WHAT IS EXPECTED
Repeat precisely, and only, the lines between the line containing "road shown in this photo." and the end of the listing below, both ends included.

[BEGIN PROVIDED ENTRIES]

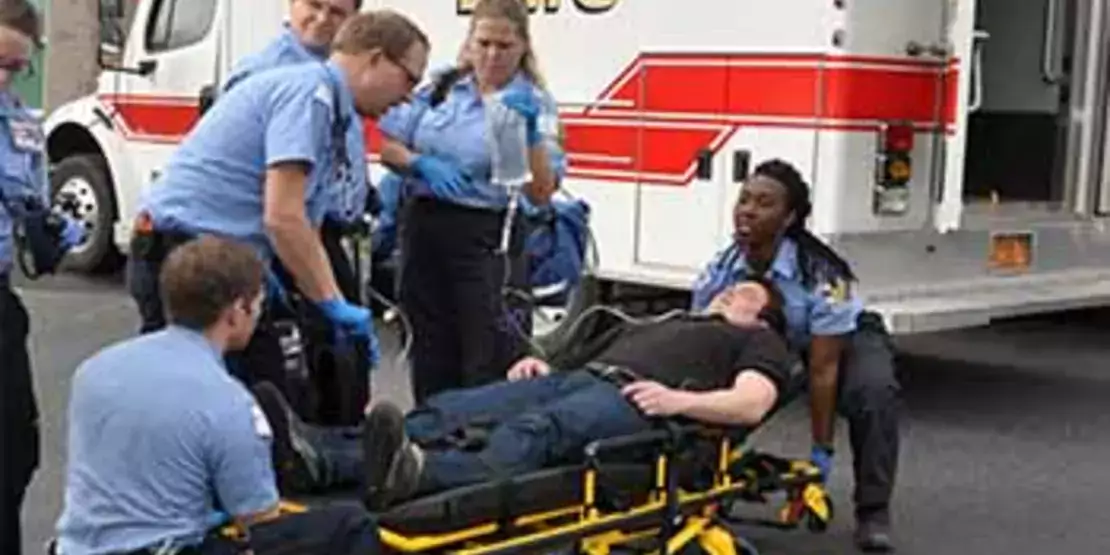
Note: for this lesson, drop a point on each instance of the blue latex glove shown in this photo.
(72, 233)
(352, 322)
(823, 458)
(442, 177)
(524, 102)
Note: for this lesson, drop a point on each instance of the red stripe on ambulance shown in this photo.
(663, 109)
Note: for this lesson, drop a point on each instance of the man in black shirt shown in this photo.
(724, 366)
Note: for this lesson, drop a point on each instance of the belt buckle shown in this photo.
(143, 224)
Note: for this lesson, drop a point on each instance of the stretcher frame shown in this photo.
(667, 521)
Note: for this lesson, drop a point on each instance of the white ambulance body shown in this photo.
(1000, 108)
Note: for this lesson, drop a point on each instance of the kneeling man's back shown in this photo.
(161, 437)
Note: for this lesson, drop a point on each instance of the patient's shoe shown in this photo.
(294, 458)
(393, 462)
(873, 533)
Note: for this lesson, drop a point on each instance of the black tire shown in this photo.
(76, 183)
(584, 295)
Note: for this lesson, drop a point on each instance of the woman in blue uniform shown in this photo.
(452, 274)
(23, 197)
(848, 350)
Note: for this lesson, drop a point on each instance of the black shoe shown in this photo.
(293, 457)
(873, 534)
(393, 463)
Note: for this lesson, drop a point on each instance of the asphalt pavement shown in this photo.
(1006, 443)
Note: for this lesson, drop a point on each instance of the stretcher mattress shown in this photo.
(514, 496)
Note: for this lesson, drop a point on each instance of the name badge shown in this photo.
(27, 135)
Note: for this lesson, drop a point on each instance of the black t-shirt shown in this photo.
(699, 353)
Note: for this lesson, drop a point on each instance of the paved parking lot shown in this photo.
(1006, 446)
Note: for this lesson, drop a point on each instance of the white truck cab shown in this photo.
(957, 150)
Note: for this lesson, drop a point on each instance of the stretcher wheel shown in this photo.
(818, 508)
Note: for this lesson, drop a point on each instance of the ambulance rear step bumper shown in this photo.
(971, 303)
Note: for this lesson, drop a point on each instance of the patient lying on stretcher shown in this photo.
(726, 366)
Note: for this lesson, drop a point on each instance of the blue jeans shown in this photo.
(536, 423)
(340, 448)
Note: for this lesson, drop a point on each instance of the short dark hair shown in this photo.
(774, 313)
(385, 29)
(205, 276)
(22, 17)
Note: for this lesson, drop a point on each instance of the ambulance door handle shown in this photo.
(742, 163)
(980, 38)
(704, 164)
(1049, 50)
(207, 98)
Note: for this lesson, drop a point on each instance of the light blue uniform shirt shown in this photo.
(285, 50)
(22, 171)
(160, 439)
(349, 193)
(455, 131)
(827, 308)
(214, 182)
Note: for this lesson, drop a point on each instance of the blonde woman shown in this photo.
(465, 332)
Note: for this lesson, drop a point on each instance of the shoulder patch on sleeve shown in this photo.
(324, 94)
(260, 422)
(836, 290)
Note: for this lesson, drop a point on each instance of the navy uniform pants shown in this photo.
(336, 394)
(466, 330)
(533, 424)
(869, 400)
(19, 415)
(337, 528)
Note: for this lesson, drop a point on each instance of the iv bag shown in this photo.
(508, 144)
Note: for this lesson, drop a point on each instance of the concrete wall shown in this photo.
(73, 38)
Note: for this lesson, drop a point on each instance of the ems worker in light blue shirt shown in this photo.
(849, 354)
(306, 38)
(260, 165)
(164, 446)
(23, 204)
(465, 333)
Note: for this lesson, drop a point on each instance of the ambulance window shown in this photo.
(178, 23)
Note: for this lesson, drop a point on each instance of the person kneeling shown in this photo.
(726, 365)
(165, 446)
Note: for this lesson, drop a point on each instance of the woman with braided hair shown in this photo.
(847, 349)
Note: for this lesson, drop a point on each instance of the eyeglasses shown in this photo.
(333, 11)
(13, 64)
(410, 74)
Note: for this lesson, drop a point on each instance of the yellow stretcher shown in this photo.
(670, 490)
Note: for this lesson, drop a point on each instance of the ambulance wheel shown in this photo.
(80, 187)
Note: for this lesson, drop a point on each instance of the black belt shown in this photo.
(614, 373)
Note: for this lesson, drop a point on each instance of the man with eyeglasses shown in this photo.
(260, 167)
(306, 38)
(165, 452)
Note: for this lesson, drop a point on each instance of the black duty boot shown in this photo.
(295, 462)
(873, 532)
(393, 463)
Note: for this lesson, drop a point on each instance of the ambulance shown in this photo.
(957, 149)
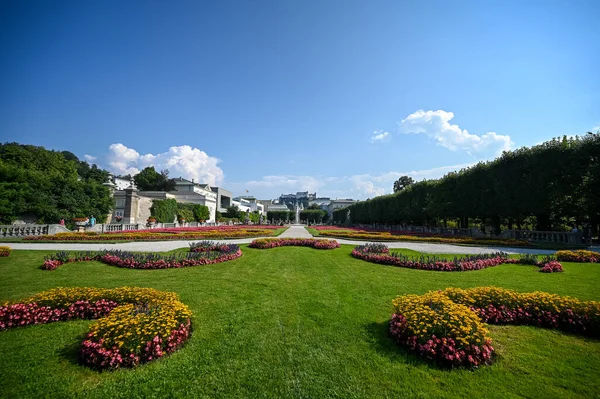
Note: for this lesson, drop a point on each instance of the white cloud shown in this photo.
(436, 124)
(378, 135)
(355, 186)
(185, 161)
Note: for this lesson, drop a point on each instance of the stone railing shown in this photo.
(544, 236)
(24, 230)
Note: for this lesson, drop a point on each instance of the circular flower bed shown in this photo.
(581, 256)
(202, 253)
(379, 253)
(266, 243)
(447, 326)
(134, 326)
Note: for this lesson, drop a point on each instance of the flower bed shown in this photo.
(134, 326)
(384, 235)
(5, 251)
(379, 253)
(215, 253)
(266, 243)
(447, 326)
(581, 256)
(184, 233)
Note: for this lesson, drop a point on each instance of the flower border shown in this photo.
(447, 327)
(268, 243)
(133, 325)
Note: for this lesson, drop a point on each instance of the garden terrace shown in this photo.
(185, 233)
(296, 322)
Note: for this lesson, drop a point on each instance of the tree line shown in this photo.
(548, 186)
(49, 185)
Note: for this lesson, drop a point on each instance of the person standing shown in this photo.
(587, 234)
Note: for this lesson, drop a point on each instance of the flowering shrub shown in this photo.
(379, 253)
(184, 233)
(548, 264)
(447, 326)
(198, 255)
(438, 329)
(134, 326)
(581, 256)
(384, 235)
(265, 243)
(5, 251)
(551, 267)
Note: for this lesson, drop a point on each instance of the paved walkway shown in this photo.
(295, 231)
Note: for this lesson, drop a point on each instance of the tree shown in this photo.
(46, 184)
(233, 212)
(402, 183)
(150, 180)
(201, 212)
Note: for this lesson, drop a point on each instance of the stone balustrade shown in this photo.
(24, 230)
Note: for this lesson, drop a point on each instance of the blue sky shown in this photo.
(338, 97)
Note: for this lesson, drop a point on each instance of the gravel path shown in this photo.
(295, 231)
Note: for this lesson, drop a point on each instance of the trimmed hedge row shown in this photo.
(266, 243)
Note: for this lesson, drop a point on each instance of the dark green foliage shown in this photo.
(233, 212)
(402, 183)
(49, 185)
(312, 215)
(553, 184)
(280, 215)
(164, 210)
(339, 215)
(201, 212)
(150, 180)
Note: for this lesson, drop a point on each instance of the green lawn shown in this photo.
(295, 322)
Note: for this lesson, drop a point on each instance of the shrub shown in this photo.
(215, 253)
(134, 326)
(5, 251)
(267, 243)
(378, 253)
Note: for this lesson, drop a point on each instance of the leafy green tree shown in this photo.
(233, 212)
(201, 212)
(46, 184)
(150, 180)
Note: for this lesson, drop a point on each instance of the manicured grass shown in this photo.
(295, 322)
(536, 245)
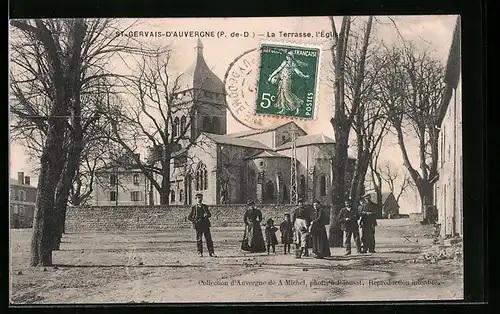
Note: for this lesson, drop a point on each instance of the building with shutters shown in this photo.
(226, 168)
(22, 202)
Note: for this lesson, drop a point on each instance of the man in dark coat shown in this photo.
(200, 217)
(349, 224)
(303, 215)
(368, 223)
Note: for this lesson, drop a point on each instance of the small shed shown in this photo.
(390, 207)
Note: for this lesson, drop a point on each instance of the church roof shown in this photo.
(267, 154)
(308, 140)
(230, 140)
(260, 131)
(200, 76)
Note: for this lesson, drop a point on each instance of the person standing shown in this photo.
(253, 241)
(301, 220)
(271, 238)
(200, 217)
(368, 222)
(320, 245)
(286, 229)
(349, 224)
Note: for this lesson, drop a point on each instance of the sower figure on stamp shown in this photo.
(282, 77)
(349, 224)
(368, 222)
(200, 217)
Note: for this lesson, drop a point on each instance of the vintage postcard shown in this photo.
(270, 159)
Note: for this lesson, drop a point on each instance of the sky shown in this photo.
(434, 31)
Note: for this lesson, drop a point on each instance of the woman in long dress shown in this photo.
(253, 240)
(320, 245)
(282, 76)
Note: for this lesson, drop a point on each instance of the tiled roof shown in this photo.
(308, 140)
(200, 76)
(230, 140)
(254, 132)
(267, 154)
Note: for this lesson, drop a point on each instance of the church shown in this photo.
(228, 168)
(255, 164)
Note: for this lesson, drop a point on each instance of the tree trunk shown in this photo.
(165, 183)
(51, 167)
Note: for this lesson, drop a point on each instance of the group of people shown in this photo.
(300, 229)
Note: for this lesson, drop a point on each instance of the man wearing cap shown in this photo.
(200, 217)
(348, 217)
(301, 218)
(253, 240)
(368, 222)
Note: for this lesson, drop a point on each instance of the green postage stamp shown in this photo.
(288, 80)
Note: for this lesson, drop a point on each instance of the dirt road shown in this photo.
(164, 267)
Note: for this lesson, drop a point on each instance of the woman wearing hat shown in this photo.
(320, 245)
(253, 240)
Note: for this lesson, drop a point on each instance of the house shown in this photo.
(119, 184)
(448, 183)
(233, 168)
(22, 202)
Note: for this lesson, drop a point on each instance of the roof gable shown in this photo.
(260, 131)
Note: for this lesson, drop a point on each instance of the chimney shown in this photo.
(20, 178)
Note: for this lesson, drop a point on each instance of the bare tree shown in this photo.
(392, 177)
(55, 66)
(342, 119)
(412, 93)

[END PROVIDED ENTRIES]

EXERCISE ANSWER
Note: for this lesson, drop a point on each instance of the dirt road shown in this photo.
(164, 267)
Note: for this lesson, drop a point on each instance of the woman wearing hat shown in this photo.
(320, 245)
(253, 240)
Note: for this lesson, drop a point on each instance of the house shown in this photo.
(119, 184)
(448, 183)
(233, 168)
(22, 202)
Note: for this lesson, drop a point on each instance of the roof gable shown in this photo.
(260, 131)
Note: for this lesson, drop a point on each instance of the chimney shown in this photo.
(20, 178)
Note: for this lesson, drop a point on each instance of the bare tree shown in this photo.
(392, 177)
(55, 66)
(342, 119)
(412, 93)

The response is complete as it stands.